__What needs to be done__:
Repeat exactly the lines from the line containing "boy's ear, one" to the last line of the listing, including both.

● ● ●

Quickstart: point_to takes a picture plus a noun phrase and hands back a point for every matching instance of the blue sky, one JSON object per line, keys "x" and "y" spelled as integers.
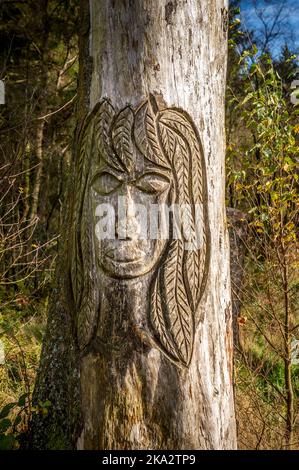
{"x": 254, "y": 12}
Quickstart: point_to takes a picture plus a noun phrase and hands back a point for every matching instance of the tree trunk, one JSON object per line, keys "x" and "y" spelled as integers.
{"x": 238, "y": 228}
{"x": 138, "y": 352}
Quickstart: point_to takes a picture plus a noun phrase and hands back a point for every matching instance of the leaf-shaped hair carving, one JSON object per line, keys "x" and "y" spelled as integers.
{"x": 169, "y": 139}
{"x": 83, "y": 273}
{"x": 180, "y": 280}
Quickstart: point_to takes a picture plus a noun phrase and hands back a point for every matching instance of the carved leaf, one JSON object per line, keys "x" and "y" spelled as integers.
{"x": 122, "y": 136}
{"x": 179, "y": 313}
{"x": 103, "y": 118}
{"x": 146, "y": 136}
{"x": 180, "y": 123}
{"x": 158, "y": 321}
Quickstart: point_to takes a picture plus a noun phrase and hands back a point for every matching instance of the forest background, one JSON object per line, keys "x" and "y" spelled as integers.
{"x": 39, "y": 67}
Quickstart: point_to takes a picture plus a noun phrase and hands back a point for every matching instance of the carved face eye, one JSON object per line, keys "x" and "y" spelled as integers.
{"x": 152, "y": 183}
{"x": 105, "y": 183}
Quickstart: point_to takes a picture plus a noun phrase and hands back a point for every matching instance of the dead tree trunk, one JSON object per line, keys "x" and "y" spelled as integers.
{"x": 138, "y": 349}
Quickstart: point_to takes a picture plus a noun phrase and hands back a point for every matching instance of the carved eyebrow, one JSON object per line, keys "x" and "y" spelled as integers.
{"x": 153, "y": 170}
{"x": 107, "y": 169}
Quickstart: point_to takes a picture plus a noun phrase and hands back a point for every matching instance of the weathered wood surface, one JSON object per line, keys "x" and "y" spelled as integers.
{"x": 133, "y": 395}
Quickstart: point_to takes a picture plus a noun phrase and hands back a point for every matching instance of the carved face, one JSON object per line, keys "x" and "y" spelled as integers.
{"x": 133, "y": 159}
{"x": 123, "y": 204}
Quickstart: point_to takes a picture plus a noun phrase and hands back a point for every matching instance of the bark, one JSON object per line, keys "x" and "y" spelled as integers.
{"x": 113, "y": 383}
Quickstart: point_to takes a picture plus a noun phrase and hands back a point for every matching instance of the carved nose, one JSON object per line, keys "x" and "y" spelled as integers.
{"x": 126, "y": 226}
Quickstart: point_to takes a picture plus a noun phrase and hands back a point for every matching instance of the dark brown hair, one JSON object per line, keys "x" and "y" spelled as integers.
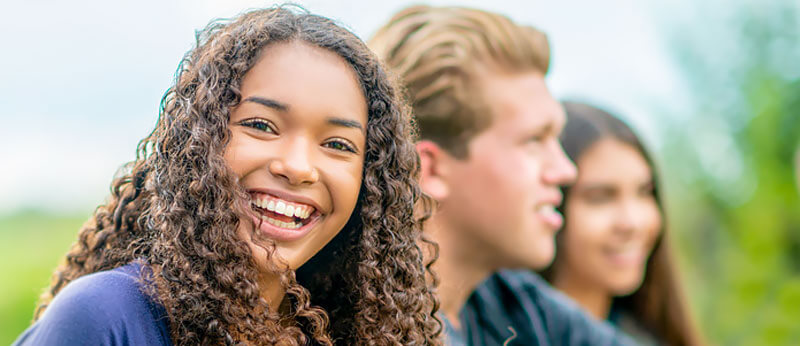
{"x": 436, "y": 51}
{"x": 657, "y": 304}
{"x": 176, "y": 208}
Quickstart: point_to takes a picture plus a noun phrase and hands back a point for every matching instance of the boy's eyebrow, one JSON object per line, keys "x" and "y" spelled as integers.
{"x": 268, "y": 103}
{"x": 346, "y": 123}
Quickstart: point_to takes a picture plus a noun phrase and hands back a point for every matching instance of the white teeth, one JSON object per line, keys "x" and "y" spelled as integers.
{"x": 285, "y": 208}
{"x": 280, "y": 207}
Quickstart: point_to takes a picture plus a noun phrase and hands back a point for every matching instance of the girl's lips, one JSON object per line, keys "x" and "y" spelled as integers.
{"x": 625, "y": 258}
{"x": 284, "y": 234}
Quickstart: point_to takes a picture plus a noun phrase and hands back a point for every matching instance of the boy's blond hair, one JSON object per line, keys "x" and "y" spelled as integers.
{"x": 438, "y": 53}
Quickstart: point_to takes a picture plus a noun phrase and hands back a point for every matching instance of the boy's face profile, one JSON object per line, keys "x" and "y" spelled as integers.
{"x": 502, "y": 196}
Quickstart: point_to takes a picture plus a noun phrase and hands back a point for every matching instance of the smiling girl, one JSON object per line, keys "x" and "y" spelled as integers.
{"x": 613, "y": 256}
{"x": 272, "y": 204}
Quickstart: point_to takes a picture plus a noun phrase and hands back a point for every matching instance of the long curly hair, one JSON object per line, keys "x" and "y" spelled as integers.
{"x": 176, "y": 207}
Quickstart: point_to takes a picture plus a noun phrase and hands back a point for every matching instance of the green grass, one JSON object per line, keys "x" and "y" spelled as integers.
{"x": 31, "y": 245}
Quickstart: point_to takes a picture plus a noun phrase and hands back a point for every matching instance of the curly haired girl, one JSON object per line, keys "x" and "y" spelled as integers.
{"x": 273, "y": 203}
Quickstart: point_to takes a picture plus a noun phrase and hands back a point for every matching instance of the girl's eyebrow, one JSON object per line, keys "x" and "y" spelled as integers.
{"x": 282, "y": 107}
{"x": 268, "y": 103}
{"x": 346, "y": 123}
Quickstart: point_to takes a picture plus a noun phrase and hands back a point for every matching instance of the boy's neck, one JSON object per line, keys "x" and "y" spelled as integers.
{"x": 459, "y": 270}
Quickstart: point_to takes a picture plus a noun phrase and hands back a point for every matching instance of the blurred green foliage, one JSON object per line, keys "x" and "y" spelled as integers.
{"x": 31, "y": 246}
{"x": 730, "y": 169}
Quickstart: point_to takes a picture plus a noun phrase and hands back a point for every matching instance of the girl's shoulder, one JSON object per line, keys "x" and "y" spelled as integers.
{"x": 108, "y": 307}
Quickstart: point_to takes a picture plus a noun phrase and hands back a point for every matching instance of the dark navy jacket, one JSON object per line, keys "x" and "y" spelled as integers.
{"x": 521, "y": 308}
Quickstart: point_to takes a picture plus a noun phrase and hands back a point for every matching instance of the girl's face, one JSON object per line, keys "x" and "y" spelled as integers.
{"x": 297, "y": 146}
{"x": 612, "y": 219}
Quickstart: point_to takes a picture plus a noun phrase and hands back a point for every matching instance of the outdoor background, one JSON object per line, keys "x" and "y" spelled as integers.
{"x": 713, "y": 86}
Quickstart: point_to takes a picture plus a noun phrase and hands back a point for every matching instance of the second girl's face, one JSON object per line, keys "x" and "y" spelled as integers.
{"x": 297, "y": 144}
{"x": 612, "y": 218}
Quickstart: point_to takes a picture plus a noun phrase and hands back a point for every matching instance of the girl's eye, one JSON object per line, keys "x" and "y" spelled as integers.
{"x": 340, "y": 145}
{"x": 258, "y": 124}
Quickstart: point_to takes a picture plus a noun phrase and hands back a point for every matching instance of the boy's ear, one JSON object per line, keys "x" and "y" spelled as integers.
{"x": 434, "y": 170}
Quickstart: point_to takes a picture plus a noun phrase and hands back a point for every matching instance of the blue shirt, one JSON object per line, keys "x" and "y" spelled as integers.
{"x": 520, "y": 308}
{"x": 103, "y": 308}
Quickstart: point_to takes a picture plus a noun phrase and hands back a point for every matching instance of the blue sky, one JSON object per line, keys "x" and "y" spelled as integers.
{"x": 80, "y": 81}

● ● ●

__Answer for the task__:
Quickstart: point_to takes a picture plus a noun phrase and hands back a point for every matching instance of the boy's ear, one JSON object per line, keys "x" and "y" spelled as integers.
{"x": 434, "y": 170}
Quickstart: point_to takes a picture plus a noun phrase and hands back a point for every matching instance of the blue shirt, one JSON object per line, keys "x" and "y" spelled as integers.
{"x": 520, "y": 308}
{"x": 103, "y": 308}
Quickstart: point_to takes a picture plus a noun phrase and hands back a point for every matching instance of the blue sky, one JSON object per line, keys "x" and "y" spelled as integers.
{"x": 80, "y": 81}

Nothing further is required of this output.